The exercise >>
Count the lines in the entries below that contain the word "green". Give only the number.

(Point annotation records)
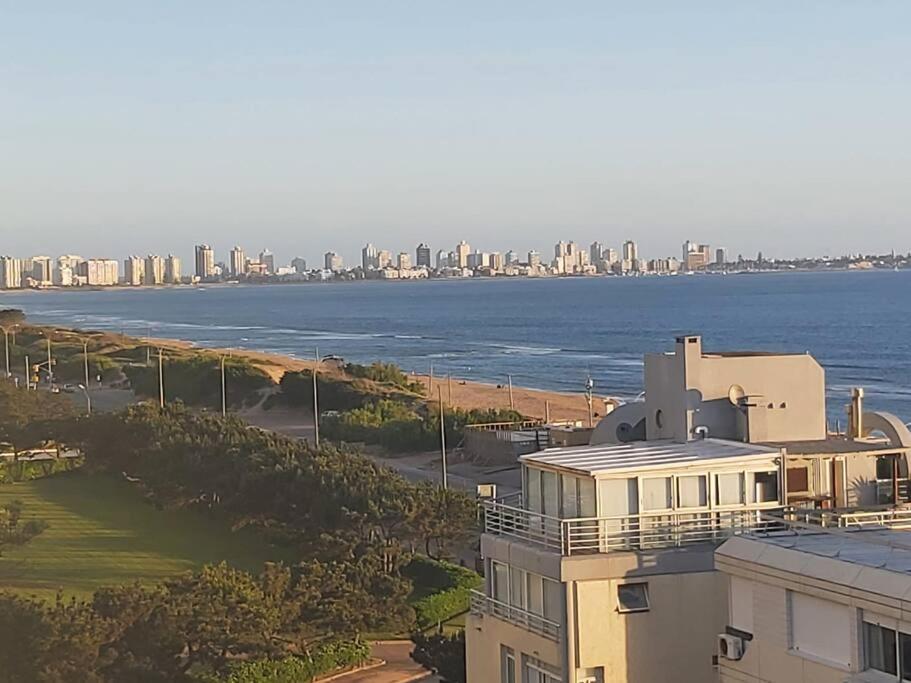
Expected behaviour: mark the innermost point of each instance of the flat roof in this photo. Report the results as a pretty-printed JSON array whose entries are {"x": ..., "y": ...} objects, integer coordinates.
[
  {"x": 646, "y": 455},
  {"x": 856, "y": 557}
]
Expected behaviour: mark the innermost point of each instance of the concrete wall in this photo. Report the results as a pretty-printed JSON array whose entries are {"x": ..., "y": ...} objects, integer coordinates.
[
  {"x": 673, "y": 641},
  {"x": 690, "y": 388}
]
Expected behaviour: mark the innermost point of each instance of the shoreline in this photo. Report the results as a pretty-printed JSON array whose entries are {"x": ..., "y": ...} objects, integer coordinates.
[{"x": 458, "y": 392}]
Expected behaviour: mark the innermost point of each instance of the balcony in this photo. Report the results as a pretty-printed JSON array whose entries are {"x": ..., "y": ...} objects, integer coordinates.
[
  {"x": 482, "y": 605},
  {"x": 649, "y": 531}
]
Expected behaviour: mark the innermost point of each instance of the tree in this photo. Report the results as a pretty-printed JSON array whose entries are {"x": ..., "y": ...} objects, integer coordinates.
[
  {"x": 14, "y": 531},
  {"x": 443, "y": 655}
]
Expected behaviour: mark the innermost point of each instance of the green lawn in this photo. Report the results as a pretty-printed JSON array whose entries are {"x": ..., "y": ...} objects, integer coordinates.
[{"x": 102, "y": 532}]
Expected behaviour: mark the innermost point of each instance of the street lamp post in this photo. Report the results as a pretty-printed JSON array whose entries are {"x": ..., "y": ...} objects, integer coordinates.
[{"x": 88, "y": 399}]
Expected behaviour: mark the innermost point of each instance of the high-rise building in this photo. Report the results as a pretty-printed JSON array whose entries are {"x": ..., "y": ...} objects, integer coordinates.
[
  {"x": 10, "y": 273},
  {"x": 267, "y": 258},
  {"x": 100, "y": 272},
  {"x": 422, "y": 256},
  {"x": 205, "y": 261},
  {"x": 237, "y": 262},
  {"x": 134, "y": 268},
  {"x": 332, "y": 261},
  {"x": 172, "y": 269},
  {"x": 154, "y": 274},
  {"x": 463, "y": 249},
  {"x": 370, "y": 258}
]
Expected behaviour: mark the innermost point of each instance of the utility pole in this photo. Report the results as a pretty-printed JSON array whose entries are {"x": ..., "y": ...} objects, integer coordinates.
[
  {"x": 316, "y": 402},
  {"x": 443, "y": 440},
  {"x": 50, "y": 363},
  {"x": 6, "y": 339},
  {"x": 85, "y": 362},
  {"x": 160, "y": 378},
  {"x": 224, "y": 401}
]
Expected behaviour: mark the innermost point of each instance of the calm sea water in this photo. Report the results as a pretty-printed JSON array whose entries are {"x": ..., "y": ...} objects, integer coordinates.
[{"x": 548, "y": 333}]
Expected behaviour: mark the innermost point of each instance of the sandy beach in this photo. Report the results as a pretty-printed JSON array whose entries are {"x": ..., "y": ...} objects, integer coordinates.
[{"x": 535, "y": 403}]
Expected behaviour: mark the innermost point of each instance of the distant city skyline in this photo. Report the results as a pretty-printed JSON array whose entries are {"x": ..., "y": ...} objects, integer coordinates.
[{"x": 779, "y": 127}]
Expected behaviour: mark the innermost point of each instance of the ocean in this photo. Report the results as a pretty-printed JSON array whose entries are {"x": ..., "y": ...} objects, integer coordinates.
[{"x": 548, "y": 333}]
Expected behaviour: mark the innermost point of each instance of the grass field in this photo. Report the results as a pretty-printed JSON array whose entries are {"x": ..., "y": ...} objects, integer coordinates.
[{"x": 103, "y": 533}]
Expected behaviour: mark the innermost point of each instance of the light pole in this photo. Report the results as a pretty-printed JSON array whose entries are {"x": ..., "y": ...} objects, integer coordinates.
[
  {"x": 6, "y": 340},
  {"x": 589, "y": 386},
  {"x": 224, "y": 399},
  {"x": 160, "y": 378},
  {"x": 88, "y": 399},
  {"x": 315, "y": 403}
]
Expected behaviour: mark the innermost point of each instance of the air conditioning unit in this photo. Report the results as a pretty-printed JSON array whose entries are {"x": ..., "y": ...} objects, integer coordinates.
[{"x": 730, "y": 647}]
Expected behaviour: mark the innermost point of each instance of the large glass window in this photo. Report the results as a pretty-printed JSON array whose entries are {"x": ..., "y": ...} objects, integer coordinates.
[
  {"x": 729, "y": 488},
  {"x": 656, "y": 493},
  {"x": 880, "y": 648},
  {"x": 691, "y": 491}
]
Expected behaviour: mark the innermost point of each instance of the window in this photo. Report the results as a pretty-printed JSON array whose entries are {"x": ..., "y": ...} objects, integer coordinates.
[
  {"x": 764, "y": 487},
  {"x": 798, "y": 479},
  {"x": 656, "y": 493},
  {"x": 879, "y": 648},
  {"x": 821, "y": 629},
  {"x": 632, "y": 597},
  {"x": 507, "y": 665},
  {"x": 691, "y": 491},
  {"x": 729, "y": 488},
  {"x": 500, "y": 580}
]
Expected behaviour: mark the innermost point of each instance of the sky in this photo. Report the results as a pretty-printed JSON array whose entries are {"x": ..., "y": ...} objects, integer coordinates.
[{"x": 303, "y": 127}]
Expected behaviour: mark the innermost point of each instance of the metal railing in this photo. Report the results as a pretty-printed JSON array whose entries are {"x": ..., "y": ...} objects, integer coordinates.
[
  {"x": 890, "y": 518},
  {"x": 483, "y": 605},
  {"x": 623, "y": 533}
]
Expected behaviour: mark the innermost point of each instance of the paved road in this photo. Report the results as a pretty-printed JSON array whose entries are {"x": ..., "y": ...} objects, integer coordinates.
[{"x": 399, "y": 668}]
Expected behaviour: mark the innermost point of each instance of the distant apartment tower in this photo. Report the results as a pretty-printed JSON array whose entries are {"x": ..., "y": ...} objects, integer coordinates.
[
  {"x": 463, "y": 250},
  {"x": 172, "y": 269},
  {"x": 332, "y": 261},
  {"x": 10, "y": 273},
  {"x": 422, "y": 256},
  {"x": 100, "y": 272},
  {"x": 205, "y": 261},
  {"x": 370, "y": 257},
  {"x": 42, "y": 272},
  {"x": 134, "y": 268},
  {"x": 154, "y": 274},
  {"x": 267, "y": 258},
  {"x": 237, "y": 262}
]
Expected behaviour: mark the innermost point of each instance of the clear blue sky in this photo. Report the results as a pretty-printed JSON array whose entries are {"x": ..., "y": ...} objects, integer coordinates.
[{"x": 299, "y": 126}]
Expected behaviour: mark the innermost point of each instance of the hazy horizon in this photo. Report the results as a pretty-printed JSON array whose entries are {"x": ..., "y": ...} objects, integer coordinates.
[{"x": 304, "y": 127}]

---

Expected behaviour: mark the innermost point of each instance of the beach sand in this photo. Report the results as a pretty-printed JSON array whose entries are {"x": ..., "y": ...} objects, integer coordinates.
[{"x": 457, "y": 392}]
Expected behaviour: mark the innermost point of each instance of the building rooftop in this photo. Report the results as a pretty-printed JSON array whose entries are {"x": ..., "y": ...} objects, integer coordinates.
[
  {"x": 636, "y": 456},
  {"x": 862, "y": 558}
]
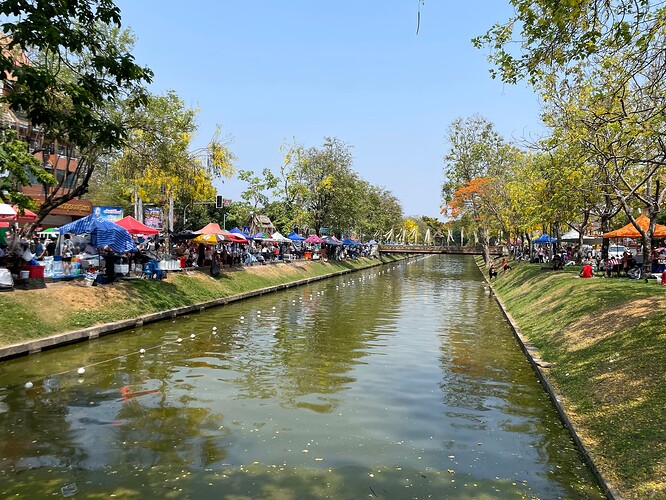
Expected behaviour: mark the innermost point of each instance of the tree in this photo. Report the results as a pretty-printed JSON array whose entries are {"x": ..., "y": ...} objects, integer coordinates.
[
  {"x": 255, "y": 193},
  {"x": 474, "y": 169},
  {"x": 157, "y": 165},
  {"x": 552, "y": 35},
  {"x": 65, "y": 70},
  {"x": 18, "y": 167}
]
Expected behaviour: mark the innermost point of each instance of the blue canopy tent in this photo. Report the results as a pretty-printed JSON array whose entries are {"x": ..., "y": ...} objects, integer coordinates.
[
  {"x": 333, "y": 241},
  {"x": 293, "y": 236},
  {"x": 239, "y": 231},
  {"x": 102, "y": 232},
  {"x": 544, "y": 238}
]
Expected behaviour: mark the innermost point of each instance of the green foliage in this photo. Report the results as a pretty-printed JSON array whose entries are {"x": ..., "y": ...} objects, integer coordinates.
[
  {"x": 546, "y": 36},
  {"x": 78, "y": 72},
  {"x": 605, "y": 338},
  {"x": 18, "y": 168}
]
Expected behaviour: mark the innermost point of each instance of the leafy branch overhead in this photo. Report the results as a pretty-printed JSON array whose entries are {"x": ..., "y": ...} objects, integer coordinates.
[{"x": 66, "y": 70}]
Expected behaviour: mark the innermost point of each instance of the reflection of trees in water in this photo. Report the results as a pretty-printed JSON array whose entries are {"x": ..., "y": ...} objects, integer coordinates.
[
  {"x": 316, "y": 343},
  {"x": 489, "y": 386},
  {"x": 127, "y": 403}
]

Task response >>
2